Jigyasa and myself were at the London Book Fair, held at Earl’s Court from April 14-16 this year. It was spectacular, well organized and a treat to the eyes as you see rows and rows of books from across the globe.
Gourmand was in partnership with LBF this year, and there was a fabulous, well designed spacious setting for Gourmand at LBF. A compact, efficient and buzzing kitchen had been set up to assist demonstrations by many popular culinary authors / chefs.
What you can see in the pic above was the demo space called LBF Gourmand Cookbook Corner. Don’t miss the huge mirror on the top where you can see everything arranged on the counter below. On the left was the door that lead to the kitchen. We both were invited to make a presentation about ‘Cooking at Home with Pedatha’ and Indian cuisine.

[Recorded data]
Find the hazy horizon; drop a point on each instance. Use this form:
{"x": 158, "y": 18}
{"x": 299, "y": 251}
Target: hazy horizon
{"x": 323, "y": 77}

§ **What you should do**: Summarize the London Book Fair text in two sentences.

§ **Right answer**: Jigyasa and the writer attended the London Book Fair at Earl's Court from April 14-16, where Gourmand, in partnership with LBF, had a spacious setting with a kitchen set up for demonstrations by culinary authors and chefs. The two were invited to present on 'Cooking at Home with Pedatha' and Indian cuisine in the demo space called LBF Gourmand Cookbook Corner.